**Enunciado A**
No texto sobre a radicalização de delinquentes, onde é que Khalid El Bakraoui se fez explodir?
**Enunciado B**
Reescreva o trecho do texto sobre a radicalização de delinquentes que começa em "Mas o como e" e termina após "editada pelo EI.", substituindo "um sonho" por "uma visão".

**Excerto do documento**
_ _ _ _
À partida, nada parece predispor estes indivíduos a cometer atos suicidas em nome da fé: quando estão em liberdade, apreciam o dinheiro, os carros caros e a vida fácil. Presos, são respeitados e até mesmo admirados por outros detidos. Mas um dia, alguns transformam-se e inclinam-se a uma fé radical que os torna potenciais suicidas - caso de Abdelhamid Abaoud, condenado em 2010 por agressão e suspeito de ser o organizador dos atentados parisienses. "Quando se deparam com o Islão radical, a sua trajetória de vida torna-se uma montanha de pecados", explica à AFP Amélie Boukhobza, psicóloga clínica. "Passado um certo limite, o único fim possível é a redenção através da expiação total destes pecados, a posição de mártir e a perspectiva do paraíso", prossegue.
Mas o como e o porquê de a propaganda do grupo Estado Islâmico (EI) fazer efeito em alguns delinquentes e em outros não continua um mistério. Para Khalid El Bakraoui, condenado há cinco anos por assalto à mão armada e que se fez explodir juntamente com o irmão no aeroporto de Bruxelas, "um sonho mudou a sua vida: ele viu-se a disparar, combatendo os infiéis ao lado do profeta", segundo a revista online Dabiq, editada pelo EI.
Os que são atraídos "acreditam cegamente nos preceitos do Daesh", revela o especialista em psiquiatria Daniel Zagury, utilizando o acrónimo em árabe do grupo radical. "Todo o reconhecimento que não tiveram em vida como delinquentes, pensam que o vão ter no além. Sacrificaram-se a si mesmos, a sua vida, as famílias".
"Narcisismo profundo"
"Acreditam que a vida de delinquentes pode ter um fim heróico", insiste Zagury, que estudou membros de redes jihadistas. "Um deles explicou-me que na hora do juízo final os anjos inclinam-se sobre nós, fazem perguntas e depois vamos para o paraíso. Não é um símbolo ou uma metáfora: virão mesmo anjos ter com eles. Não têm nenhuma dúvida".
_ _ _ _
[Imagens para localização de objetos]
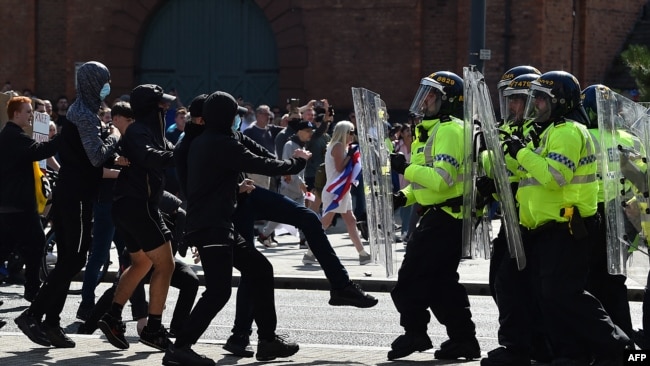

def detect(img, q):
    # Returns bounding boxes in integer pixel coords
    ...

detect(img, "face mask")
[99,83,111,100]
[232,115,241,131]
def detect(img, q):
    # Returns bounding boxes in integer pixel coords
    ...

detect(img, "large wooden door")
[136,0,278,105]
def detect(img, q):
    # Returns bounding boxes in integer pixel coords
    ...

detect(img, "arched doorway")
[135,0,279,105]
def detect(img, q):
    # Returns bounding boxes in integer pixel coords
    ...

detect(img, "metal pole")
[469,0,487,73]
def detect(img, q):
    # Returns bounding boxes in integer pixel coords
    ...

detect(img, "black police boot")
[433,338,481,360]
[481,347,530,366]
[388,332,433,360]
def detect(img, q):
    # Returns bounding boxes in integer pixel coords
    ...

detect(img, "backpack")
[33,161,52,214]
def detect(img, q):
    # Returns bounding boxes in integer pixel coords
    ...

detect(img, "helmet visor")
[503,89,528,124]
[409,78,444,117]
[524,85,552,123]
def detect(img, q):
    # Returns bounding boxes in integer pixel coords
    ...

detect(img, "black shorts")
[305,177,316,192]
[111,198,172,253]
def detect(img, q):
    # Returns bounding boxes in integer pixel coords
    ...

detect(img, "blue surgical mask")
[99,83,111,100]
[232,115,241,131]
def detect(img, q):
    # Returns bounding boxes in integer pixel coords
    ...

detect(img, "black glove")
[476,176,497,197]
[504,135,526,159]
[390,153,410,174]
[393,191,406,209]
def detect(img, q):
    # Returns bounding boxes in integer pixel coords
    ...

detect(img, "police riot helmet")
[525,71,587,123]
[501,73,539,124]
[580,84,611,128]
[409,71,464,118]
[497,65,542,118]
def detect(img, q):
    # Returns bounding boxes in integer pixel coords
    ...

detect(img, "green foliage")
[621,44,650,101]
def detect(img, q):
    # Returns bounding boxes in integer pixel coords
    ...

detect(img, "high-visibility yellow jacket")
[517,120,598,229]
[402,117,465,219]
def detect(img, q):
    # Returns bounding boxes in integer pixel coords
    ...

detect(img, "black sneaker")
[329,282,379,308]
[255,335,300,361]
[23,285,41,302]
[163,344,215,366]
[388,333,433,360]
[43,323,76,348]
[223,334,254,357]
[140,325,172,351]
[77,323,97,335]
[14,309,52,347]
[77,305,94,321]
[481,347,530,366]
[357,221,370,240]
[97,313,129,349]
[433,338,481,360]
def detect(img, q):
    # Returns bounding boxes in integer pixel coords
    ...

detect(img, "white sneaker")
[45,252,57,264]
[257,235,278,248]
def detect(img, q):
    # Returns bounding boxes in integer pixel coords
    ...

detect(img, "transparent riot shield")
[352,88,397,277]
[462,68,490,259]
[596,89,650,283]
[463,67,526,270]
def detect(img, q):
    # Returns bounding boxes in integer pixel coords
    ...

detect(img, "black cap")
[190,94,208,117]
[202,91,246,132]
[130,84,176,117]
[296,121,316,131]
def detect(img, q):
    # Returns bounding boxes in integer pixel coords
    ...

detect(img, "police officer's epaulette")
[417,124,429,142]
[553,118,567,127]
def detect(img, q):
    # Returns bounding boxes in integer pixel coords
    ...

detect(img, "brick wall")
[0,0,647,113]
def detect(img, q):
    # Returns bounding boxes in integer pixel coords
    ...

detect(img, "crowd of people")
[0,61,650,366]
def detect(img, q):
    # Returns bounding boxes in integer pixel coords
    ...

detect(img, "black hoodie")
[114,84,174,204]
[55,61,117,199]
[186,92,306,246]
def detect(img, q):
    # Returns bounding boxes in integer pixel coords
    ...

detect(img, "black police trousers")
[523,218,630,359]
[585,202,633,336]
[391,208,475,341]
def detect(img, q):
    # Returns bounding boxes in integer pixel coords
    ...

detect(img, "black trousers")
[0,211,45,289]
[524,219,629,359]
[29,189,93,326]
[585,204,633,336]
[86,259,199,330]
[391,209,475,341]
[490,226,548,355]
[232,187,350,334]
[176,230,277,347]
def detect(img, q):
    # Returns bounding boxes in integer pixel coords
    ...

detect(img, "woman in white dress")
[321,121,371,264]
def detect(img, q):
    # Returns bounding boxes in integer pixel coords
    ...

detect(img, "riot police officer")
[388,71,481,360]
[486,65,542,300]
[477,73,550,366]
[505,71,629,365]
[581,84,641,344]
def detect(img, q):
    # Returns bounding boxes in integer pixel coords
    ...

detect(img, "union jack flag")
[323,144,361,215]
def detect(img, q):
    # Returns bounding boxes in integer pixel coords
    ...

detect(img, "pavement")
[0,220,643,366]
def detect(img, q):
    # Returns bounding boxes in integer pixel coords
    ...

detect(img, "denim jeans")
[79,200,115,307]
[233,186,350,334]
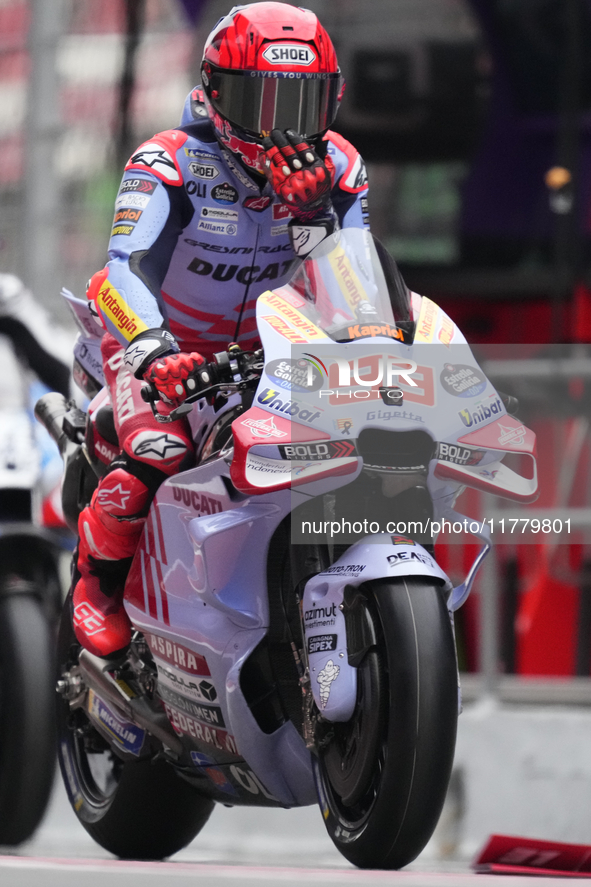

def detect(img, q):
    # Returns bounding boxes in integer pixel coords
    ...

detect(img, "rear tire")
[57,596,214,859]
[314,577,458,869]
[0,578,55,846]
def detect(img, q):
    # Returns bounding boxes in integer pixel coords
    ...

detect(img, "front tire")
[57,596,214,859]
[314,577,458,869]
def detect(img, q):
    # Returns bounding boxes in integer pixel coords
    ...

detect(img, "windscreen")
[277,228,410,342]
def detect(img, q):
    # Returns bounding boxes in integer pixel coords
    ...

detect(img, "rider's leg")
[73,334,193,656]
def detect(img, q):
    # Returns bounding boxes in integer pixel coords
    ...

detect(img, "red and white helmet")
[201,2,343,173]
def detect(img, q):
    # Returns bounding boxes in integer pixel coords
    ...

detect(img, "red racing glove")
[262,129,334,221]
[143,351,208,407]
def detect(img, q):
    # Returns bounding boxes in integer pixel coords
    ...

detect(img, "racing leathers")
[73,109,367,656]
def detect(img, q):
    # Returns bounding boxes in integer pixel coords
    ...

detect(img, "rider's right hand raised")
[144,351,205,407]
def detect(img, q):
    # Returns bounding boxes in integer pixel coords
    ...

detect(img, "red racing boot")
[72,469,150,658]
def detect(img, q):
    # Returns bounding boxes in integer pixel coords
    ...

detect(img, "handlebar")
[141,345,264,422]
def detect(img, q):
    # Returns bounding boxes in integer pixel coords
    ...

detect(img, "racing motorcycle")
[37,229,537,869]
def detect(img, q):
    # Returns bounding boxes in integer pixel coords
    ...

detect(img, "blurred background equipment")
[0,274,73,845]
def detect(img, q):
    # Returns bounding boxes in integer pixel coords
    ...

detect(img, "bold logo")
[211,182,238,204]
[308,634,338,653]
[131,431,187,460]
[263,43,316,67]
[242,197,272,213]
[189,160,220,181]
[439,363,487,397]
[279,440,357,462]
[435,442,484,465]
[257,388,321,422]
[240,416,287,437]
[458,394,506,432]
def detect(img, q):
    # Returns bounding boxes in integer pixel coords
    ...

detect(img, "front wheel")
[57,596,214,859]
[314,577,458,869]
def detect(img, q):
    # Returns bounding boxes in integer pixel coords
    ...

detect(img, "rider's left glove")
[123,329,207,406]
[144,351,205,407]
[262,129,334,221]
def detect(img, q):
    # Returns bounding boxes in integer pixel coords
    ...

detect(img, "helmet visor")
[203,65,342,138]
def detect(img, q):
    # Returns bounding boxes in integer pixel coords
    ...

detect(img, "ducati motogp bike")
[37,229,537,869]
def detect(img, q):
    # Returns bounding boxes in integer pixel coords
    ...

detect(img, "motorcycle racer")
[73,2,367,657]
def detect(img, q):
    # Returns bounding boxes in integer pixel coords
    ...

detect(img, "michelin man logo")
[316,659,341,710]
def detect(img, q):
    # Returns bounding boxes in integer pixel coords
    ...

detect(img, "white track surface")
[0,777,584,887]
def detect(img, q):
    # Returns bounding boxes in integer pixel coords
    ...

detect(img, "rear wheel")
[315,577,458,869]
[57,597,214,859]
[0,577,55,845]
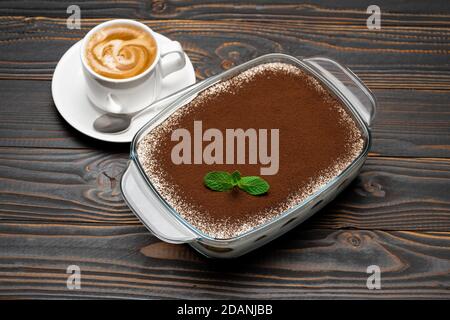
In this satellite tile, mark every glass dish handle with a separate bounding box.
[121,161,196,243]
[302,57,376,126]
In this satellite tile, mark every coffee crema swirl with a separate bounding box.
[85,25,157,79]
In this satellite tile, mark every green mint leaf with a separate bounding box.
[231,171,241,185]
[203,171,235,191]
[238,176,270,196]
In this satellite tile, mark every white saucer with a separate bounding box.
[52,33,195,142]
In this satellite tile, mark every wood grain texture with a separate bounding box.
[0,14,450,85]
[0,80,450,157]
[0,223,450,299]
[0,0,450,299]
[0,148,450,231]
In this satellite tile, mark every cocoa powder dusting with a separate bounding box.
[138,63,364,239]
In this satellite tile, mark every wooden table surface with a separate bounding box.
[0,0,450,299]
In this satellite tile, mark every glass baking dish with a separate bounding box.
[121,54,376,258]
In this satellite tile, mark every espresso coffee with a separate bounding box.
[138,63,365,239]
[85,24,157,79]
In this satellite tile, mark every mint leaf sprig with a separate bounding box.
[203,171,270,196]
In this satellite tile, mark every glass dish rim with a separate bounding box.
[130,53,372,244]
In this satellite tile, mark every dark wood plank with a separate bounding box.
[0,148,450,231]
[0,13,450,83]
[0,80,450,158]
[0,0,449,22]
[0,223,450,299]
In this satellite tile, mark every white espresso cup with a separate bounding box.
[80,19,186,113]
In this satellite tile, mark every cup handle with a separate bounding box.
[302,57,377,126]
[121,160,197,243]
[160,41,186,78]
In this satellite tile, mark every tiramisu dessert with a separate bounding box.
[137,62,365,239]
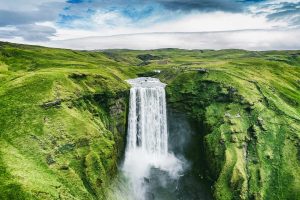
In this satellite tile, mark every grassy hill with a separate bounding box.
[0,43,300,200]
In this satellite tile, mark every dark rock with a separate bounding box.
[144,177,150,183]
[46,154,55,165]
[42,99,61,109]
[58,143,75,153]
[59,165,69,170]
[252,159,258,164]
[69,73,87,79]
[195,68,209,74]
[137,54,161,61]
[219,139,225,144]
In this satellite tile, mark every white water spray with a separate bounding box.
[123,78,182,200]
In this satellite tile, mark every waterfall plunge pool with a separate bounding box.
[111,77,211,200]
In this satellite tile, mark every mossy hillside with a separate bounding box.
[101,49,300,199]
[161,63,300,199]
[0,41,142,199]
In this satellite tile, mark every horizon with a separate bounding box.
[0,0,300,51]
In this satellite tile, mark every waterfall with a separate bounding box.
[123,78,182,200]
[127,78,168,156]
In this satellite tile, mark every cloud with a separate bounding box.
[0,24,56,42]
[157,0,243,12]
[267,2,300,26]
[47,29,300,50]
[0,2,62,26]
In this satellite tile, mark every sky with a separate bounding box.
[0,0,300,50]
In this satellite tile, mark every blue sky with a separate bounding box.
[0,0,300,50]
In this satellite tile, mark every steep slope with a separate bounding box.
[0,43,300,199]
[0,41,138,199]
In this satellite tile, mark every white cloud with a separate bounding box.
[47,30,300,50]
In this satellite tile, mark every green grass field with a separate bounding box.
[0,43,300,200]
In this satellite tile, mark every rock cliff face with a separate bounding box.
[161,67,300,199]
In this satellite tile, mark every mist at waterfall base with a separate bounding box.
[114,78,209,200]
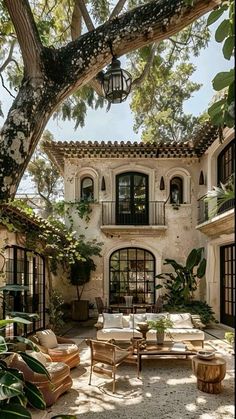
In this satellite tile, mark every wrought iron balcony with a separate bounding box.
_ _ _ _
**Espaço de resposta A**
No aeroporto de Bruxelas, juntamente com o irmão.

**Espaço de resposta B**
Mas o como e o porquê de a propaganda do grupo Estado Islâmico (EI) fazer efeito em alguns delinquentes e em outros não continua um mistério. Para Khalid El Bakraoui, condenado há cinco anos por assalto à mão armada e que se fez explodir juntamente com o irmão no aeroporto de Bruxelas, "uma visão mudou a sua vida: ele viu-se a disparar, combatendo os infiéis ao lado do profeta", segundo a revista online Dabiq, editada pelo EI.